Source document.
** Begin **
Whenever I try to use ranges in D, I fail miserably.

What is the proper way to use ranges in D? (See inline comments for my confusion.)

void print(R)(/* ref? auto ref? neither? */ R r)
{
    foreach (x; r)
    {
        writeln(x);
    }

    // Million $$$ question:
    //
    // Will I get back the same things as last time?
    // Do I have to check for this every time?

    foreach (x; r)
    {
        writeln(x);
    }
}

void test2(alias F, R)(/* ref/auto ref? */ R items)
{
    // Will it consume items?
    // _Should_ it consume items?
    // Will the caller be affected? How do I know?
    // Am I supposed to?
    F(items);
}
like image 276
user541686 Avatar asked Jun 25 '12 13:06

user541686


4 Answers

You should probably read this tutorial on ranges if you haven't.

When a range will and won't be consumed depends on its type. If it's an input range and not a forward range (e.g if it's an input stream of some kind - std.stdio.byLine would be one example of this), then iterating over it in any way shape or form will consume it.
** End **
Data rows.
** Begin **
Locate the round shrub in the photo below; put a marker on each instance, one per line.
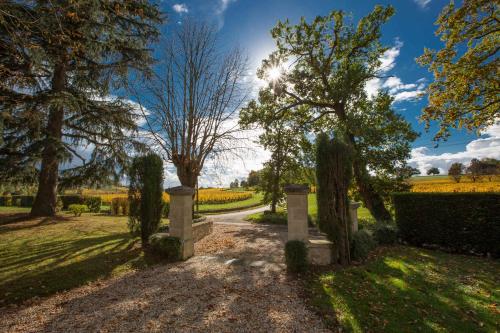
(361, 245)
(167, 247)
(296, 256)
(94, 204)
(385, 234)
(77, 210)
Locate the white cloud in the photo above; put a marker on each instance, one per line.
(423, 159)
(180, 8)
(422, 3)
(399, 90)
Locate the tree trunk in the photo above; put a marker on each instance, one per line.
(46, 197)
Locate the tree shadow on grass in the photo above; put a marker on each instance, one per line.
(62, 265)
(199, 295)
(408, 289)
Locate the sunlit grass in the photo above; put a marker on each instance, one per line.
(39, 257)
(405, 289)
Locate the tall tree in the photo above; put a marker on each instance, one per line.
(332, 61)
(281, 138)
(70, 54)
(466, 70)
(192, 99)
(455, 171)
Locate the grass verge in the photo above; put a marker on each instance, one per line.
(41, 256)
(405, 289)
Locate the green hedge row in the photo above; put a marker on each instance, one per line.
(461, 222)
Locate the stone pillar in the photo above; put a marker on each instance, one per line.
(296, 201)
(353, 215)
(181, 218)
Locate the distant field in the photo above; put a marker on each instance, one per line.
(446, 184)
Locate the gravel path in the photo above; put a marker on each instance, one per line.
(236, 217)
(235, 283)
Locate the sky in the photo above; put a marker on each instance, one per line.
(247, 24)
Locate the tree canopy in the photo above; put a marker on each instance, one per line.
(318, 76)
(63, 64)
(464, 93)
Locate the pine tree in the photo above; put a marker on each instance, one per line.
(66, 60)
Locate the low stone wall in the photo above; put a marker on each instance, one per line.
(320, 252)
(202, 229)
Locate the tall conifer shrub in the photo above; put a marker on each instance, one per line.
(334, 173)
(145, 195)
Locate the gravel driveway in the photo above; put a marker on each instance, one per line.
(235, 283)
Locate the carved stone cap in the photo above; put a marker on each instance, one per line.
(354, 204)
(296, 189)
(180, 190)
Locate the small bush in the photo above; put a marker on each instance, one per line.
(68, 200)
(385, 233)
(296, 256)
(93, 203)
(77, 210)
(459, 222)
(6, 200)
(167, 247)
(119, 206)
(361, 244)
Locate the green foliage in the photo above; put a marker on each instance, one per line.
(296, 256)
(16, 200)
(81, 50)
(464, 93)
(77, 210)
(362, 244)
(433, 171)
(166, 209)
(120, 206)
(168, 247)
(325, 91)
(68, 200)
(93, 203)
(462, 222)
(455, 171)
(145, 194)
(385, 233)
(334, 172)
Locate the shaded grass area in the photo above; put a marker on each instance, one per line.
(405, 289)
(41, 256)
(280, 217)
(254, 201)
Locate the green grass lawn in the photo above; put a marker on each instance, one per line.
(254, 201)
(363, 213)
(14, 210)
(404, 289)
(39, 257)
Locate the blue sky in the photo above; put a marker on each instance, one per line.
(247, 24)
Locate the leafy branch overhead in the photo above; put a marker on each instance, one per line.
(464, 93)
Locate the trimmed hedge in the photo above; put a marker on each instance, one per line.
(460, 222)
(168, 247)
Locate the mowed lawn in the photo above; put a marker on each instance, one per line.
(41, 256)
(405, 289)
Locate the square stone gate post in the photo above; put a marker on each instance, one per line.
(181, 218)
(296, 201)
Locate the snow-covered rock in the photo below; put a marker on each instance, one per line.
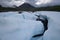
(13, 27)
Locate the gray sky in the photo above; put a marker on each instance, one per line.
(36, 3)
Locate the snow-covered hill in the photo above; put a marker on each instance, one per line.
(15, 26)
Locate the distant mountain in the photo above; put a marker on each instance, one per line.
(28, 7)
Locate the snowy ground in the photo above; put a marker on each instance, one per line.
(15, 26)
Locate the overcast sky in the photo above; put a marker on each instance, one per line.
(36, 3)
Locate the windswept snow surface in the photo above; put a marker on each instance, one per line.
(53, 32)
(14, 26)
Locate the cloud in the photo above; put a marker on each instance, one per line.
(36, 3)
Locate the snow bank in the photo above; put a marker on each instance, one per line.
(15, 27)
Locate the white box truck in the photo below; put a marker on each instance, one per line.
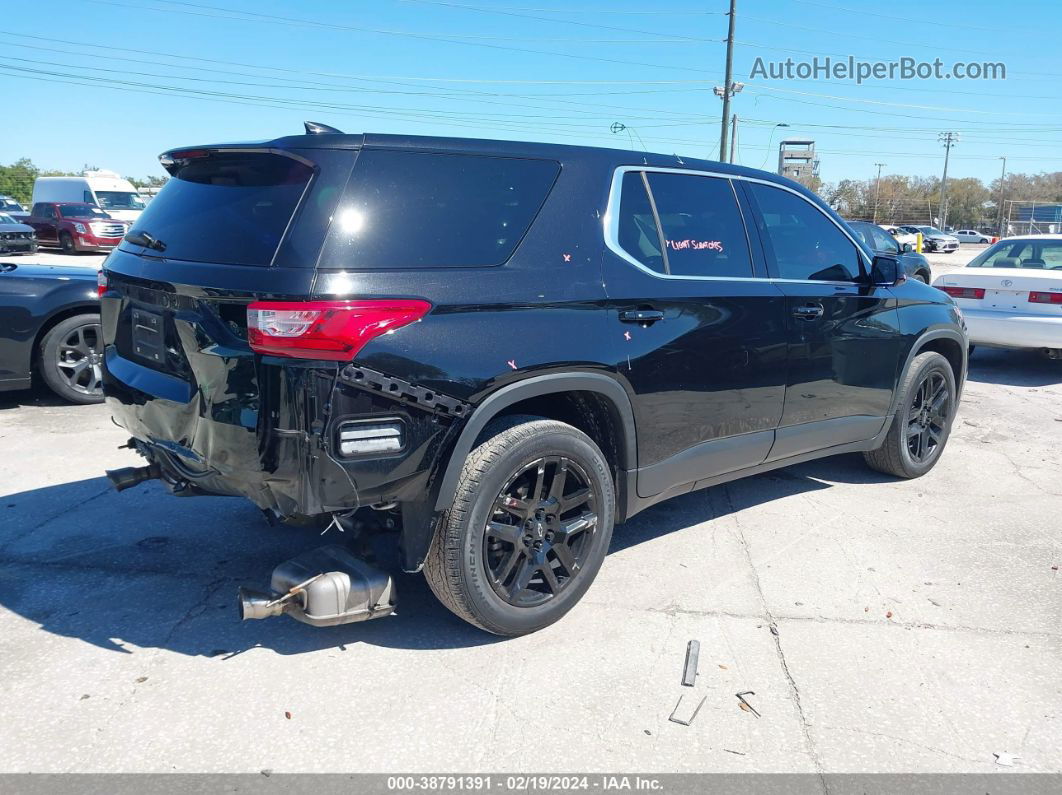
(105, 189)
** End **
In the D ranges thread, list every question written in the comments inside the body of the test2 function. Work from the D ranges thread alone.

Result.
- Will it consume items?
- _Should_ it consume items?
- Will the caller be affected?
- How do I know?
- Am I supposed to?